[[ Extracted material open ]]

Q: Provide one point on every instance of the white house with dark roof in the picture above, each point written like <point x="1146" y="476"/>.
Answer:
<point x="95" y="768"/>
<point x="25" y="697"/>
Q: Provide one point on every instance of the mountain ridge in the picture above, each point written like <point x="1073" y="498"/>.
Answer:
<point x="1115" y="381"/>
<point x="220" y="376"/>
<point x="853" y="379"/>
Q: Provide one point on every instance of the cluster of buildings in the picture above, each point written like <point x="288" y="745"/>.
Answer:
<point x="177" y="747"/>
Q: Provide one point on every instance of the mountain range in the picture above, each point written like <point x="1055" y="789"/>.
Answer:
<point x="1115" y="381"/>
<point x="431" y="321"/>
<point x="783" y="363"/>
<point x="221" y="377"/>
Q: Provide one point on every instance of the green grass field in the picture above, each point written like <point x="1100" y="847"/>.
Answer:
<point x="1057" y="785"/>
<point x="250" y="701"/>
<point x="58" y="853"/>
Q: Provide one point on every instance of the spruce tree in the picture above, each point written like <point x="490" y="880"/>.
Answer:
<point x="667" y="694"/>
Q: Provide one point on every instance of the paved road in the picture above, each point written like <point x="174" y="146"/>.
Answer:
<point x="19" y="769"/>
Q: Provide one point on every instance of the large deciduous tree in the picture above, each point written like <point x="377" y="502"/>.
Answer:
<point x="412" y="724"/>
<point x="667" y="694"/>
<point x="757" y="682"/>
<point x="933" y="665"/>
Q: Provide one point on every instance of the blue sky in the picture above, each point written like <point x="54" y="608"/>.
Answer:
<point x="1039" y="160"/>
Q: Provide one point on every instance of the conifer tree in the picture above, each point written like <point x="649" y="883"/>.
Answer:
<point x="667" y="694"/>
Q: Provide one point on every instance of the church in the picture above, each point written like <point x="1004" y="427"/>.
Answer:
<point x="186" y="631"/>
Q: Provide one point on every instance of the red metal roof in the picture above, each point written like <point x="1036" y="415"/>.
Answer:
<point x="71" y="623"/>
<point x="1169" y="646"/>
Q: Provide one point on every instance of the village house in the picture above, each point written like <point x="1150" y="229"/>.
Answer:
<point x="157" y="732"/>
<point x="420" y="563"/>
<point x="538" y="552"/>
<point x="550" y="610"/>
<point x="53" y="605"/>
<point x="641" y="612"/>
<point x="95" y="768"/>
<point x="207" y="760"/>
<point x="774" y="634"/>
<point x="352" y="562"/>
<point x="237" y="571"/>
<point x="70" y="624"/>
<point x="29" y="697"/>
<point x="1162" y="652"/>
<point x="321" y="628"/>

[[ Extracted material closed ]]

- [What to produce]: Once you have read the records above, say how many of their lines contain the word "tree", giving only that figure.

- [Reply]: 3